:: Prompt A ::
In the Murderer's Row origins piece, what title did Robert Ripley's collection of odd facts and feats run under in the New York Globe?

:: Excerpted passage ::
· · ·
Murderer's Row -The origins
March 16, 2012

The year was 1913.

A young man of 23 years of age stood in front of the editor's desk in the office of the New York Globe.

He nervously clutched at the brim of his hat as the editor looked over his letters of reference.

"You played some baseball?" asked the editor.

"Yes, Sir", said the young man. "back in '06 I played semi-pro ball back in San Francisco for two years, a pitcher, but I had to quit to support my mother, ..and"

"and?", asked the editor, not looking up.

"I played some this year for the New York Giants, until I broke my arm".

The editor looked up. "I'm looking for a sports cartoonist', he said.

By late 1918 Robert Ripley was creating his sports cartoons, based on unusual athletic achievements, along with a collection of odd facts and feats under the title of "Champs and Chumps" in the New York Globe.
· · ·
Named-object pointing records:

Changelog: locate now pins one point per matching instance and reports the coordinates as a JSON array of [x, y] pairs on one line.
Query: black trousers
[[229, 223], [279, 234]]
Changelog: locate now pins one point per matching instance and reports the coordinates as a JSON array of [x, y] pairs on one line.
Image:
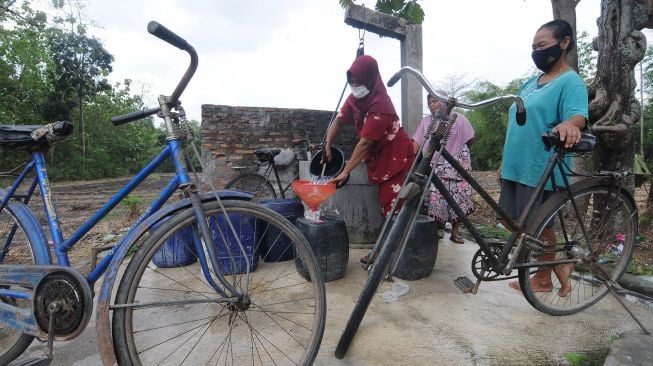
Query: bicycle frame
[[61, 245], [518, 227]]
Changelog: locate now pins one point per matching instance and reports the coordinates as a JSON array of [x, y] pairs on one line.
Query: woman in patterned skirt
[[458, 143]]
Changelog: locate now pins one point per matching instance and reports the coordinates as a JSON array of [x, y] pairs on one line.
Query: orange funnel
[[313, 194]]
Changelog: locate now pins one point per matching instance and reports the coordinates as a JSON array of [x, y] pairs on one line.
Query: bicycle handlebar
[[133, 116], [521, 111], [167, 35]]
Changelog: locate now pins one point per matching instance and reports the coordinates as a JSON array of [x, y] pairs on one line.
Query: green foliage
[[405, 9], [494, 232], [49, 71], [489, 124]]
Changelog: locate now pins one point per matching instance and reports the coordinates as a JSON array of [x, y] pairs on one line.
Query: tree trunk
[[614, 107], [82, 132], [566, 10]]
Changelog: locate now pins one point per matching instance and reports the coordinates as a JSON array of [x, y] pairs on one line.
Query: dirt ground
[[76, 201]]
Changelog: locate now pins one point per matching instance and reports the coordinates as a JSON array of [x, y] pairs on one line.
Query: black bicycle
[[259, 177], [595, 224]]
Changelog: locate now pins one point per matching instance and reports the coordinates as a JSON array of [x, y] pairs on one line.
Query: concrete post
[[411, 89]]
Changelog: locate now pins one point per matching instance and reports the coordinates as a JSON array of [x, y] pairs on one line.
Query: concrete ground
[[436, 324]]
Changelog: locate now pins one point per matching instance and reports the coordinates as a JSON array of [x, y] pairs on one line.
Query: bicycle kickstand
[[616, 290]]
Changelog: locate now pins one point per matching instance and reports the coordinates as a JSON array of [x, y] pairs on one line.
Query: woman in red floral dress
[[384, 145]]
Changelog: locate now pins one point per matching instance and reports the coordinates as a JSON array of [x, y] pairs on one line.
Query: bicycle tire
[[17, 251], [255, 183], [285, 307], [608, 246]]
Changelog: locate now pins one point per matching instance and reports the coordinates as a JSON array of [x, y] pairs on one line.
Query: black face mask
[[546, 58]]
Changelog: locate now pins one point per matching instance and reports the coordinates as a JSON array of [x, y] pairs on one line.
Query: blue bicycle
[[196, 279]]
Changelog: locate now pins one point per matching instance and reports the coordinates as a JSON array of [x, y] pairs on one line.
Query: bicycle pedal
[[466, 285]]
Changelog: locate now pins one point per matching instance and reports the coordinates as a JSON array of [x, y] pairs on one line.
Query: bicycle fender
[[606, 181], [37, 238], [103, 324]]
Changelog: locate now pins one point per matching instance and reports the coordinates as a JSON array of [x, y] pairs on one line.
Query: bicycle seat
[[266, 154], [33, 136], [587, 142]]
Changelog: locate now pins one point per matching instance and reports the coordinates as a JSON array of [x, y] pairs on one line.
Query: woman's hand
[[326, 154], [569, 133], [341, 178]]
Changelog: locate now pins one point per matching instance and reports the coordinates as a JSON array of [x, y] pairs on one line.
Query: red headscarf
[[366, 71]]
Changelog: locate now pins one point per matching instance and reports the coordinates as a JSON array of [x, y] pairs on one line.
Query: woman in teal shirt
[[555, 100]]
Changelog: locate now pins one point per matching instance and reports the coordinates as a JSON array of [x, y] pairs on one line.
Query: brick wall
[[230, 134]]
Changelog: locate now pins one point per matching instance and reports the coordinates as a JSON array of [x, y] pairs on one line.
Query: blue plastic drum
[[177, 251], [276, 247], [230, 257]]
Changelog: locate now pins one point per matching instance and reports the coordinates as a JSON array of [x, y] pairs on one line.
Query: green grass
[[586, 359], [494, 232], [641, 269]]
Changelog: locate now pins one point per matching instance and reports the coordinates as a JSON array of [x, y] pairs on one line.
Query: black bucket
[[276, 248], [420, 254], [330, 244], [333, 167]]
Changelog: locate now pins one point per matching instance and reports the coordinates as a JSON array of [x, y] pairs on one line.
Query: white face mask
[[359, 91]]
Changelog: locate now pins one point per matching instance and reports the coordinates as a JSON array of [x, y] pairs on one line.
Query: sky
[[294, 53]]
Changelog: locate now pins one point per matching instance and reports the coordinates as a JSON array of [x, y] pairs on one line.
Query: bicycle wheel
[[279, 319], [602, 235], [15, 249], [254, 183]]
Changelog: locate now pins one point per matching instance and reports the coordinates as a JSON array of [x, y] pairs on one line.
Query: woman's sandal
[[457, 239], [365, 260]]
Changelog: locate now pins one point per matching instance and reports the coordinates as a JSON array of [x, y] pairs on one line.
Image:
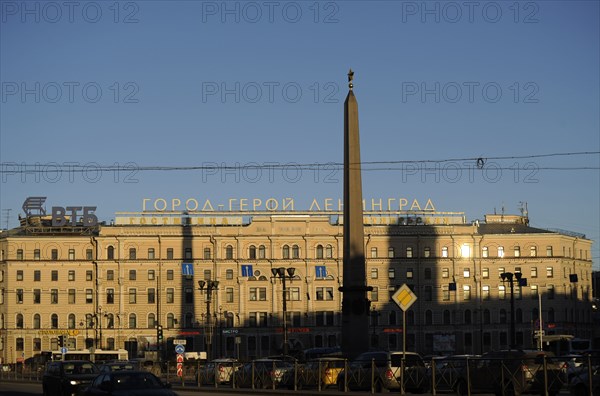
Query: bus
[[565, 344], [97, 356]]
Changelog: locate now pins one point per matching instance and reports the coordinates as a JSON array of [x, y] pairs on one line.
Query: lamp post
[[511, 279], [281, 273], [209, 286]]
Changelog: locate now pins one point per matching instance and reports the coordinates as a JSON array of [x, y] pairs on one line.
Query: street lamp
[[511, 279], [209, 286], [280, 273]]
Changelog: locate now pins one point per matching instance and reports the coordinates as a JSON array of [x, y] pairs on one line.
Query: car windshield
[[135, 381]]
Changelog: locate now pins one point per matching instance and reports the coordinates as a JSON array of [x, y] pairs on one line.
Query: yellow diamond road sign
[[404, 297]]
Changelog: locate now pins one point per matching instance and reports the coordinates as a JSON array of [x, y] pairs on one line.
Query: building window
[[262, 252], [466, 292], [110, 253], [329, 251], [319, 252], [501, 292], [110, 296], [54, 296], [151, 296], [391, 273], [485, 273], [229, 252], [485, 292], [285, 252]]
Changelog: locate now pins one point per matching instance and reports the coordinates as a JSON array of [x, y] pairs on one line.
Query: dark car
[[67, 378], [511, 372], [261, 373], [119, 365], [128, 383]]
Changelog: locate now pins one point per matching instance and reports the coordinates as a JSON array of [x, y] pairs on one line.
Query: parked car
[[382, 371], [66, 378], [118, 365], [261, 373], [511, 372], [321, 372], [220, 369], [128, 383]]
· · ·
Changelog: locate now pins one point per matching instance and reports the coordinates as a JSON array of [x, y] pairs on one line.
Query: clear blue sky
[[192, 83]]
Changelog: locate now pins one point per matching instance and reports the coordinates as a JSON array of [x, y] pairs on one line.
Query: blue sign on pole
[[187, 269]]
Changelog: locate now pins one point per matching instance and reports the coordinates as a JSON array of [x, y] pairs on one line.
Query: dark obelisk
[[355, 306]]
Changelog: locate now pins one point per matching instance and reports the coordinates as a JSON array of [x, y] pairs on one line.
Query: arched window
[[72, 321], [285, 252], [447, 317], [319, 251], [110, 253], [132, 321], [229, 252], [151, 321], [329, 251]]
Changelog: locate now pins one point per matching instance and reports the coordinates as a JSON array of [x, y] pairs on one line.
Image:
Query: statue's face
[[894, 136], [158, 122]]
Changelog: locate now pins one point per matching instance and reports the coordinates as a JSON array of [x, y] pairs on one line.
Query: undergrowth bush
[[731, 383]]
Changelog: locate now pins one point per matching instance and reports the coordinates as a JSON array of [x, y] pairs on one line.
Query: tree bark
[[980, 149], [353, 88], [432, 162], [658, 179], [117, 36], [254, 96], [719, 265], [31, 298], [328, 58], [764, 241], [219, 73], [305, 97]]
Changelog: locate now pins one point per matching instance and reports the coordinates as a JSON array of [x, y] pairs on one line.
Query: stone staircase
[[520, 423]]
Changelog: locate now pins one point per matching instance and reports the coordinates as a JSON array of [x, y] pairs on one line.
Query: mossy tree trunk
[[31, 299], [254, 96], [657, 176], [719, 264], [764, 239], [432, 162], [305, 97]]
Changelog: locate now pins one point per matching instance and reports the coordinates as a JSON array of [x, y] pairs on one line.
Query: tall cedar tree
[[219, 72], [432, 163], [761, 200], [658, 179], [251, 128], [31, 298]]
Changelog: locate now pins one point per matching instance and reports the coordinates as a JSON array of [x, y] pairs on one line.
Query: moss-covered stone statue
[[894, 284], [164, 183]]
· · ·
:: Prompt B ::
Please pick out every row that contains the word "stone".

:: Task output A ::
"Champs and Chumps"

:: Task output B ::
Query: stone staircase
Query: moss-covered stone statue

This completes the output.